__GIVEN ENTRIES__:

.....

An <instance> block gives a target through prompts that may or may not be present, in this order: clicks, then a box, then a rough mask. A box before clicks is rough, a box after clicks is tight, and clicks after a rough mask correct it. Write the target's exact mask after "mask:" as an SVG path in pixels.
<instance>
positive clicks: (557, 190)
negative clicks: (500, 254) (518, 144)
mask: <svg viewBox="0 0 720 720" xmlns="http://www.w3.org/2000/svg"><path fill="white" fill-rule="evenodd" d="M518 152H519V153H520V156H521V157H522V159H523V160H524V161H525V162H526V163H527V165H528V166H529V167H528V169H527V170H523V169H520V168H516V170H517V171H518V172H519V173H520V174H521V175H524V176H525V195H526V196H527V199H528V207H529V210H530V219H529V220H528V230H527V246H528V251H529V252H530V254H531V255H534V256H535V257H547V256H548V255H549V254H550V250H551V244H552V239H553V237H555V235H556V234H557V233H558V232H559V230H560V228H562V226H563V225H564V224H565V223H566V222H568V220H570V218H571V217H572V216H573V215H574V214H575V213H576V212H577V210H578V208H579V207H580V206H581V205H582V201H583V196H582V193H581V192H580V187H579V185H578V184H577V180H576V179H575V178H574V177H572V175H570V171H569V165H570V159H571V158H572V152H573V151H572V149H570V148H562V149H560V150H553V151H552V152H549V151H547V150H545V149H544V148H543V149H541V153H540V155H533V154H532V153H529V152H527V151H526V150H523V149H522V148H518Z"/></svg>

.....

__EXERCISE DETAILS__: Your task is to find each line in the entries that contains the string "instance" and copy it.

__EXPECTED OUTPUT__:
An <instance> block gives a target through prompts that may or may not be present, in this order: clicks, then a box, then a rough mask. A box before clicks is rough, a box after clicks is tight, and clicks after a rough mask correct it. Write the target's exact mask after "mask:" as an SVG path in pixels.
<instance>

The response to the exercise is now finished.